Exercise objective>
Recast the stretch from the start of the rows through the line containing "[[[550,14],[6,0],[0,314],[550,305]]]" as a Markdown table with the columns "No." and "Line," one numbered entry per line. Omit blank lines and pictures.

[Mask labeling examples]

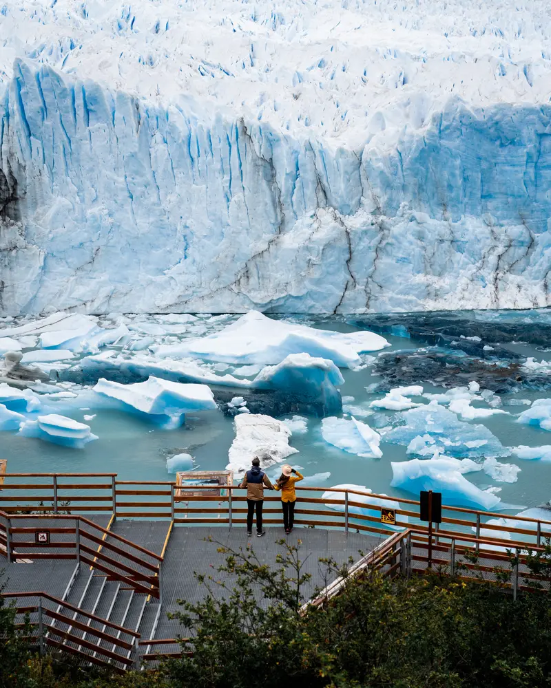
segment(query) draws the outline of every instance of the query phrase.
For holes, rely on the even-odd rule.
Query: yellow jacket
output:
[[[304,480],[304,476],[300,473],[298,471],[295,471],[294,475],[289,475],[289,480],[282,487],[279,481],[276,483],[274,487],[276,490],[281,490],[282,502],[296,502],[297,495],[295,493],[295,483],[299,480]]]

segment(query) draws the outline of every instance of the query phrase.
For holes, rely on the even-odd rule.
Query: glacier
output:
[[[550,14],[6,0],[0,314],[550,305]]]

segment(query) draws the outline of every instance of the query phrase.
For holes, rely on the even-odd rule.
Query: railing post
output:
[[[513,601],[517,601],[517,591],[519,588],[519,550],[515,550],[517,557],[514,561],[514,574],[512,577],[512,599]]]
[[[134,638],[134,668],[136,669],[139,669],[140,668],[140,638]]]
[[[6,519],[6,556],[8,557],[8,563],[12,563],[12,534],[10,532],[12,528],[12,519]]]
[[[450,575],[453,578],[455,575],[455,539],[452,540],[452,546],[450,550]]]
[[[344,491],[344,533],[349,534],[349,491]]]
[[[111,501],[113,504],[113,520],[116,520],[116,475],[111,476]]]
[[[39,647],[41,657],[44,656],[44,626],[42,623],[42,598],[39,599]]]
[[[57,513],[57,475],[54,475],[54,513]]]
[[[80,519],[76,518],[74,519],[74,550],[75,555],[76,556],[76,563],[79,568],[81,567],[81,530],[80,530]]]

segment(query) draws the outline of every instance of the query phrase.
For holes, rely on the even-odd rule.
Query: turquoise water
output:
[[[424,317],[428,317],[430,320],[430,316]],[[508,314],[503,317],[507,321],[521,323],[523,319],[526,320],[527,316],[526,314]],[[546,323],[547,312],[543,312],[543,315],[538,314],[538,318],[543,318]],[[368,321],[368,319],[366,319],[366,327],[369,324]],[[497,324],[501,322],[501,320],[497,321]],[[342,318],[310,321],[309,324],[341,332],[357,329]],[[476,329],[474,315],[471,324]],[[491,322],[490,325],[491,327]],[[377,326],[380,326],[380,323]],[[551,353],[547,354],[542,350],[545,347],[541,345],[541,333],[537,343],[526,341],[526,337],[530,329],[529,325],[524,329],[523,343],[507,343],[509,350],[523,356],[534,356],[537,361],[545,356],[551,359]],[[416,339],[415,336],[406,338],[384,334],[391,344],[390,349],[385,350],[385,354],[389,351],[422,349],[426,346],[425,341]],[[545,336],[544,332],[544,338]],[[355,400],[351,402],[353,405],[366,407],[371,400],[382,396],[382,391],[370,394],[365,389],[373,383],[382,383],[381,377],[373,374],[371,366],[368,365],[359,371],[344,369],[342,372],[345,381],[340,388],[341,393],[343,396],[353,396]],[[445,391],[441,387],[427,384],[421,380],[419,383],[423,384],[425,392]],[[465,383],[464,380],[458,378],[458,385]],[[551,397],[551,389],[546,391],[524,388],[499,396],[503,403],[506,403],[508,400],[515,398],[534,400]],[[551,444],[551,433],[515,422],[516,416],[528,407],[504,405],[502,408],[510,411],[511,415],[497,415],[470,422],[486,425],[506,447]],[[64,410],[63,413],[81,422],[84,414],[95,413],[93,420],[85,422],[99,439],[90,442],[82,450],[76,450],[3,432],[0,434],[0,457],[8,459],[9,472],[115,472],[120,480],[174,480],[174,475],[167,474],[166,471],[165,462],[168,457],[187,451],[194,457],[197,468],[222,469],[227,463],[228,449],[234,437],[233,420],[218,411],[189,415],[184,427],[173,430],[160,429],[136,416],[112,409],[81,410],[75,408],[70,412]],[[393,415],[391,411],[384,413],[388,417]],[[373,418],[368,416],[360,420],[364,420],[372,425]],[[329,487],[340,483],[355,483],[364,485],[375,493],[412,497],[410,493],[390,486],[393,477],[391,462],[411,458],[406,457],[405,447],[386,444],[383,440],[382,458],[359,457],[326,442],[322,438],[320,427],[320,418],[309,418],[307,433],[293,435],[291,438],[291,444],[300,452],[291,458],[294,465],[302,466],[306,476],[326,471],[331,473],[331,477],[326,482],[316,484]],[[501,487],[499,497],[502,503],[514,505],[515,508],[512,509],[514,511],[518,510],[516,507],[534,506],[551,499],[551,462],[522,461],[514,456],[498,460],[516,463],[520,466],[521,471],[516,482],[496,482],[481,471],[468,473],[466,477],[482,488],[490,486]],[[277,468],[269,469],[268,473],[269,475],[277,473]]]

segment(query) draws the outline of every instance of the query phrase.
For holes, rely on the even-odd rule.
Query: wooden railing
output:
[[[1,596],[17,599],[15,609],[18,615],[29,614],[31,634],[26,639],[38,646],[41,655],[45,654],[48,645],[76,655],[83,661],[110,667],[119,673],[124,673],[130,667],[140,667],[141,636],[136,631],[85,612],[47,592],[4,592]],[[25,599],[31,599],[32,603],[26,605],[19,603],[20,600]],[[50,609],[48,602],[56,608]],[[67,615],[67,612],[71,616]],[[99,624],[101,629],[96,628],[94,623]],[[61,625],[56,625],[56,623]],[[21,630],[25,625],[24,622],[19,621],[16,627]],[[107,628],[116,634],[105,632]],[[79,631],[83,632],[83,635],[79,635]],[[111,649],[102,647],[102,641],[106,641]]]
[[[237,486],[227,488],[225,496],[196,496],[200,488],[176,487],[171,482],[118,480],[116,473],[6,473],[0,487],[0,509],[8,513],[111,513],[116,518],[167,519],[175,524],[242,526],[246,522],[247,497]],[[211,491],[211,487],[205,487]],[[398,502],[398,526],[426,531],[421,522],[419,502],[406,497],[339,490],[342,499],[321,499],[326,488],[296,486],[298,501],[295,522],[298,526],[338,528],[345,532],[387,535],[381,522],[381,506],[362,499],[375,497],[381,504]],[[189,493],[189,496],[187,494]],[[264,493],[264,523],[280,524],[280,496]],[[357,513],[368,508],[369,513]],[[498,541],[508,539],[511,546],[539,546],[551,537],[549,521],[510,516],[483,510],[444,505],[438,533],[453,537],[457,531],[480,537],[491,533]],[[551,516],[551,512],[550,512]],[[503,525],[488,524],[489,519],[503,519]],[[1,519],[0,519],[1,521]],[[512,522],[517,522],[513,524]],[[483,529],[484,533],[482,533]],[[0,523],[0,545],[5,533]],[[498,543],[499,544],[499,543]]]
[[[8,563],[76,559],[101,571],[108,579],[121,581],[138,592],[160,599],[163,557],[83,516],[0,511],[2,522],[0,541]],[[50,541],[37,541],[36,534],[45,531]]]

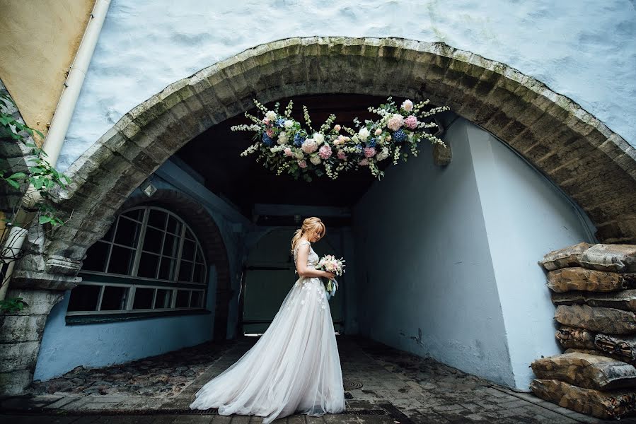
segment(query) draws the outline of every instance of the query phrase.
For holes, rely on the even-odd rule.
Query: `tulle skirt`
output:
[[[345,411],[338,348],[320,278],[299,278],[256,344],[195,396],[191,409],[255,415],[265,417],[264,424],[294,413]]]

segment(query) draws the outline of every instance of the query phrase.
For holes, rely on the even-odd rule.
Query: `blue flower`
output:
[[[391,139],[393,139],[395,143],[403,143],[406,140],[406,134],[401,129],[398,129],[393,133]]]
[[[305,138],[300,134],[296,134],[294,136],[294,146],[296,147],[300,147],[303,145],[303,143],[305,141]]]
[[[274,139],[271,138],[267,134],[262,134],[262,143],[267,146],[274,146]]]

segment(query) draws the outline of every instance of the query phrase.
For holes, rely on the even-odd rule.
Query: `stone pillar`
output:
[[[22,298],[24,310],[0,315],[0,393],[18,394],[33,379],[47,317],[64,292],[9,289],[8,298]]]
[[[28,306],[21,311],[0,314],[0,394],[23,393],[31,384],[47,317],[64,292],[81,281],[75,276],[79,267],[69,268],[71,275],[64,275],[51,271],[56,267],[47,266],[42,254],[44,237],[39,231],[37,226],[29,230],[26,254],[16,266],[7,293],[7,298],[22,298]],[[69,266],[77,266],[74,261],[68,263]],[[47,268],[49,271],[25,271],[25,267]]]

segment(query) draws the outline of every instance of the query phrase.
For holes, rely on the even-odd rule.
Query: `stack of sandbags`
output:
[[[567,351],[533,363],[533,392],[600,418],[636,413],[636,245],[579,243],[540,264]]]

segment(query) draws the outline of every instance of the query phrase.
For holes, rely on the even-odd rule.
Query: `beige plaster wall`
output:
[[[95,0],[0,0],[0,79],[46,134]]]

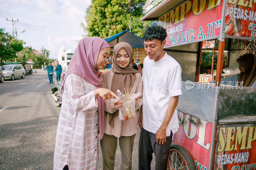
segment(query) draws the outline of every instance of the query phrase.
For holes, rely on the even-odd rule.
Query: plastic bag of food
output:
[[[124,101],[122,106],[119,109],[119,120],[126,121],[134,117],[136,114],[135,99],[140,95],[140,93],[139,92],[133,95],[125,92],[124,94],[118,90],[116,91],[116,94],[119,98],[118,100]]]

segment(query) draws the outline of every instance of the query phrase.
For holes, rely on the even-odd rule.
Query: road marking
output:
[[[43,84],[44,84],[44,83],[41,83],[41,84],[40,84],[40,85],[39,85],[37,86],[36,86],[36,88],[39,87],[41,86],[42,85],[43,85]]]
[[[1,109],[0,110],[0,112],[2,112],[3,110],[4,110],[6,108],[8,107],[9,107],[9,106],[5,106],[3,108],[1,108]]]

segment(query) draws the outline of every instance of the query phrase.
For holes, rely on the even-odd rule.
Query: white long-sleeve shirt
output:
[[[142,126],[155,134],[164,120],[171,97],[181,94],[181,69],[166,53],[156,62],[147,56],[143,65]],[[175,109],[166,129],[166,136],[170,136],[171,130],[174,134],[178,128]]]

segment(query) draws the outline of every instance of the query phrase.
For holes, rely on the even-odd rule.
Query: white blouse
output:
[[[166,53],[156,62],[147,56],[143,65],[142,126],[155,134],[164,120],[171,97],[181,94],[181,69]],[[170,136],[171,130],[174,134],[178,128],[175,109],[166,129],[166,136]]]
[[[98,101],[96,86],[75,74],[64,82],[53,169],[96,169],[98,159]]]

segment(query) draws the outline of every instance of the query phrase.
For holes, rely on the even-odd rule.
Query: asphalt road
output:
[[[54,86],[54,84],[49,84],[46,72],[41,70],[24,79],[0,83],[0,169],[52,169],[60,110],[60,107],[52,103],[51,89]],[[138,169],[140,131],[138,128],[132,154],[133,169]],[[102,169],[100,147],[98,169]],[[118,146],[115,169],[120,169],[120,155]],[[153,158],[152,169],[155,169],[154,160]]]

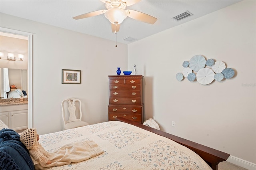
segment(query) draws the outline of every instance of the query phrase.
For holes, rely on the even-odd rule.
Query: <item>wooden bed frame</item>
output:
[[[199,155],[214,170],[218,170],[219,163],[226,161],[230,156],[230,154],[226,153],[145,126],[139,123],[134,122],[123,117],[118,117],[115,118],[115,119],[117,121],[129,123],[165,137],[189,148]]]

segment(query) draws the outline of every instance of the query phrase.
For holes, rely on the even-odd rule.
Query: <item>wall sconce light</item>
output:
[[[22,61],[24,58],[24,54],[18,54],[18,57],[20,61]],[[0,52],[0,59],[7,59],[7,60],[16,61],[16,57],[13,53],[7,53],[7,58],[2,58],[4,57],[4,53]]]

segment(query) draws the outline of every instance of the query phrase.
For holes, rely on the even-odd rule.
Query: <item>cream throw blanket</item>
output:
[[[103,152],[103,151],[92,140],[66,144],[53,152],[46,151],[40,144],[37,146],[37,150],[30,149],[29,150],[34,164],[35,164],[36,170],[46,169],[53,166],[69,164],[71,162],[79,162]],[[37,150],[41,150],[41,153],[44,153],[44,155],[46,154],[45,156],[49,158],[52,163],[45,164],[45,160],[42,158],[39,158],[36,160],[33,158],[33,155],[37,154],[35,152]],[[46,160],[47,162],[48,160]],[[41,163],[39,163],[39,162]]]

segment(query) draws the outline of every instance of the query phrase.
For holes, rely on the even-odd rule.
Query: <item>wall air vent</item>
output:
[[[128,42],[134,42],[134,41],[135,40],[136,40],[137,39],[135,39],[135,38],[132,38],[130,37],[126,37],[126,38],[124,38],[123,40],[124,40],[124,41],[127,41]]]
[[[177,21],[179,21],[179,20],[182,20],[182,19],[188,17],[189,16],[191,16],[192,15],[193,15],[192,14],[187,11],[185,12],[180,14],[180,15],[178,15],[176,16],[174,16],[173,18]]]

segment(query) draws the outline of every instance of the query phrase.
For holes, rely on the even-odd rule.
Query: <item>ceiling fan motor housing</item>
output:
[[[105,12],[105,17],[114,24],[119,24],[127,17],[127,13],[122,9],[113,8]]]

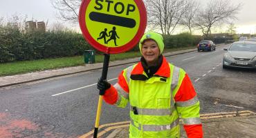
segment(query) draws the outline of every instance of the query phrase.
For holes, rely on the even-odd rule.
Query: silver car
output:
[[[236,41],[231,44],[223,58],[223,68],[256,68],[256,42]]]

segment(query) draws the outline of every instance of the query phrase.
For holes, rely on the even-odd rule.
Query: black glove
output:
[[[99,89],[101,92],[104,92],[102,95],[103,95],[104,94],[104,91],[109,89],[111,86],[111,85],[106,79],[103,80],[102,79],[99,79],[97,83],[97,88]]]

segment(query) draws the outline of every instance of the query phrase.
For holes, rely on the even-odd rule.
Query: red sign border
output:
[[[99,43],[98,41],[94,40],[94,39],[89,34],[86,26],[85,12],[86,11],[87,6],[91,2],[91,0],[83,0],[79,12],[79,24],[80,26],[83,36],[88,43],[98,50],[107,54],[118,54],[124,52],[134,47],[143,35],[147,26],[147,11],[143,1],[142,0],[134,0],[134,1],[136,3],[140,12],[140,26],[136,34],[129,42],[122,46],[118,48],[109,48]]]

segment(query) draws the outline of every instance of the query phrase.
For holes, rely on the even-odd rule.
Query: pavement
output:
[[[220,44],[219,46],[223,46]],[[181,55],[186,52],[196,51],[197,49],[190,49],[177,52],[165,53],[166,57]],[[122,61],[109,62],[109,67],[136,63],[140,58],[127,59]],[[86,64],[84,66],[60,68],[30,72],[22,75],[6,76],[0,77],[0,88],[15,86],[26,83],[34,82],[47,79],[66,76],[84,72],[99,70],[102,68],[102,63]],[[217,112],[201,115],[203,123],[204,137],[256,137],[256,114],[252,111],[234,111],[230,112]],[[104,124],[100,126],[98,136],[107,138],[129,137],[129,121]],[[182,121],[181,121],[181,125]],[[181,127],[183,128],[183,127]],[[184,130],[181,130],[181,137],[187,137]],[[93,130],[82,136],[92,137]]]

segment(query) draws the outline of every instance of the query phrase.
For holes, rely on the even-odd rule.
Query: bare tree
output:
[[[163,34],[171,34],[185,12],[185,0],[145,0],[148,23],[161,29]]]
[[[241,8],[241,3],[231,4],[230,0],[211,0],[196,16],[196,26],[201,30],[205,37],[211,34],[211,28],[220,23],[237,19],[236,14]]]
[[[200,3],[195,0],[188,1],[188,6],[184,13],[183,18],[181,21],[181,24],[187,26],[190,30],[190,34],[192,34],[192,29],[196,26],[195,17],[196,12],[200,7]]]
[[[237,28],[237,27],[235,27],[234,23],[228,23],[228,33],[231,34],[231,36],[232,34],[236,34],[236,31],[235,31],[235,29]]]
[[[78,22],[79,8],[82,0],[51,0],[52,5],[59,10],[59,18],[73,23]]]

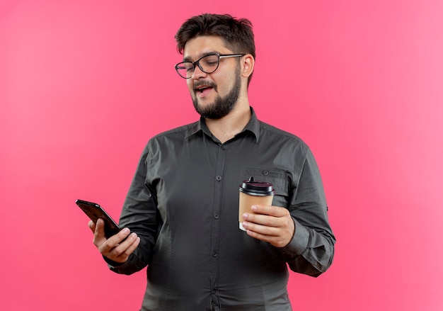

Solved exercise>
| No. | Line |
|---|---|
| 1 | segment(query) draws the outline of every instance of the query phrase. |
| 2 | For holes, rely on the even-odd rule. |
| 3 | Query: yellow jacket |
| 4 | output: |
| 5 | [[[304,480],[304,476],[300,473],[298,471],[295,471],[294,475],[289,475],[289,480],[282,487],[279,481],[276,483],[274,487],[276,490],[281,490],[282,502],[296,502],[297,495],[295,493],[295,483],[299,480]]] |
| 6 | segment(query) draws the outline of every instance of the query phrase. |
| 7 | For holes, rely on the even-odd rule. |
| 8 | Query: glacier |
| 9 | output: |
| 10 | [[[550,14],[6,0],[0,314],[550,305]]] |